## PROBLEM REQUIREMENTS:
In this exercise, set down every entry that follows exactly as it appears.

____ SUPPLIED DATA

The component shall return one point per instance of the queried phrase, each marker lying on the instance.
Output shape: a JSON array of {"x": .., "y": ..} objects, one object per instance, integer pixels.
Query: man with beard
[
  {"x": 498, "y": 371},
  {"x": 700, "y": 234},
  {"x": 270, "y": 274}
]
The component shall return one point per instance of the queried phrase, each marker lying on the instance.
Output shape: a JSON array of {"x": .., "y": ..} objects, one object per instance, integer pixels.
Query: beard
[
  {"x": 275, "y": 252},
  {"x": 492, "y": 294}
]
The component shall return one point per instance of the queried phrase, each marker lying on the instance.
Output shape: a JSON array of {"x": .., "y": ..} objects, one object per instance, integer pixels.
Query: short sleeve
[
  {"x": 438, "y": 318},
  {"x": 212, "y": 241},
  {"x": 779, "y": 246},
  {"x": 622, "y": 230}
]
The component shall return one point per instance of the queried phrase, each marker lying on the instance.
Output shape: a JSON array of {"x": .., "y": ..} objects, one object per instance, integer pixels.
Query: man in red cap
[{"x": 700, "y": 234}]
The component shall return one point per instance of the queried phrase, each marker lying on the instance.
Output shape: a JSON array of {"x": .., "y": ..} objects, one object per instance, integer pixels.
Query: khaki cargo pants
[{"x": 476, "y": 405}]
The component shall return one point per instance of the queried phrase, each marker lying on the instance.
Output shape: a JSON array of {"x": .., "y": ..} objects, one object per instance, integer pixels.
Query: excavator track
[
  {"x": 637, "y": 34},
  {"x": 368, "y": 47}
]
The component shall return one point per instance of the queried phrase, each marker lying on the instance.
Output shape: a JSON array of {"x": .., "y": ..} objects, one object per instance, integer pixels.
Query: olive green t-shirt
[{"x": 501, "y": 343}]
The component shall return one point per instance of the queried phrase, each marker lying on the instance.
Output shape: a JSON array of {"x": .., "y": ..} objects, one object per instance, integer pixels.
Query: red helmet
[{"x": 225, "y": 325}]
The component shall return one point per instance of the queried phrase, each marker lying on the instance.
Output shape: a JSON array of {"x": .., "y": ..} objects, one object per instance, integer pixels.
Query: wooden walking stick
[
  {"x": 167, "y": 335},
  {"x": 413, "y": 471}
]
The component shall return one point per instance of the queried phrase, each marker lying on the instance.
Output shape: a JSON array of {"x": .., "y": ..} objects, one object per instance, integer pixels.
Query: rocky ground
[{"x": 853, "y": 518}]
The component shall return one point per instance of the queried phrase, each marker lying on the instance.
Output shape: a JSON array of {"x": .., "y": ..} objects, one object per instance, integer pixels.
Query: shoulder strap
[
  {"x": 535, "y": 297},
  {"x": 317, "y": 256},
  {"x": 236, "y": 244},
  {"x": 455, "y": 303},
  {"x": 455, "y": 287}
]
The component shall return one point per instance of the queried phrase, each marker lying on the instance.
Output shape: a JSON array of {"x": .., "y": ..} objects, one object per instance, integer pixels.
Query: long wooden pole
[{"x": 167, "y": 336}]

________

## EXPECTED OUTPUT:
The component shall return one point per instance of the queried phrase, each marker lying on the instance.
Output shape: a JSON array of {"x": .., "y": ..} objects, one object per instance, integer pixels.
Query: man with beard
[
  {"x": 498, "y": 371},
  {"x": 700, "y": 234},
  {"x": 270, "y": 274}
]
The component shall return one point per instance of the queried phrase, each marker lying on the instance.
Output shape: a JSON array of {"x": .., "y": ..} objects, one object per instance, integer pixels.
Query: beard
[
  {"x": 275, "y": 252},
  {"x": 492, "y": 294}
]
The component shall return one point per instance of the queried phrase, each marker lying on the instance.
Output shape: a JSON array of {"x": .., "y": ..} objects, one object per instance, integer pixels.
Query: short sleeve
[
  {"x": 438, "y": 318},
  {"x": 212, "y": 241},
  {"x": 779, "y": 246},
  {"x": 622, "y": 230}
]
The component shall return one point per instance of the queried phrase, each marker lying on the instance.
Output shape: a JSON array of {"x": .., "y": ..} objects, one object per instance, integer pixels.
Query: man in red cap
[{"x": 700, "y": 234}]
The component shall return one point per instance of the queried phrase, each marker lying on the instance.
Output shape: a JSON array of {"x": .., "y": ..} objects, one object per instance, integer pixels.
Query: khaki cargo pants
[{"x": 476, "y": 405}]
The component shall return one point per instance of the queried phrase, each marker lying on the instance.
Output shape: a JSON array of {"x": .., "y": ..} objects, one object per instance, integer pixels.
Query: excavator track
[
  {"x": 637, "y": 34},
  {"x": 368, "y": 47}
]
The component shall return one point per instance of the queried phrase, each marker lying on the instance.
Output shape: a JSON array of {"x": .., "y": ..} objects, one object per instance, integer pixels.
Query: olive green t-shirt
[{"x": 501, "y": 343}]
The component shall return one point per instance of the queried phrase, each marker lying on the instance.
Output shape: a JSON array of {"x": .., "y": ..} objects, one object per instance, integer pixels.
Query: red helmet
[{"x": 225, "y": 325}]
The component shall return one point per instance of the queried phrase, each marker lying on the instance.
Output shape: a JSON array of {"x": .., "y": ..} objects, one object per instance, integer pixels.
Query: wooden walking stick
[
  {"x": 167, "y": 335},
  {"x": 413, "y": 471}
]
The component shall return one point per instance of the queried phrase, each marker lying on the instance.
Output shape: a JSON array of {"x": .., "y": ..} objects, one object per instance, integer pixels.
Query: rocky ground
[{"x": 853, "y": 518}]
The component shall return one point per instance of the queried phrase, each marker lying on the instance.
Output shape: a JSON array of {"x": .., "y": ..} objects, one object per instance, integer pixels.
Query: shoulder strap
[
  {"x": 535, "y": 297},
  {"x": 317, "y": 256},
  {"x": 236, "y": 244},
  {"x": 455, "y": 303},
  {"x": 455, "y": 287}
]
The component shall return one point per instance of the queried phrase, each marker lying on the instance.
Output shape: a JSON array of {"x": .., "y": ..} objects, one object per instance, integer pixels.
Query: long wooden pole
[{"x": 167, "y": 336}]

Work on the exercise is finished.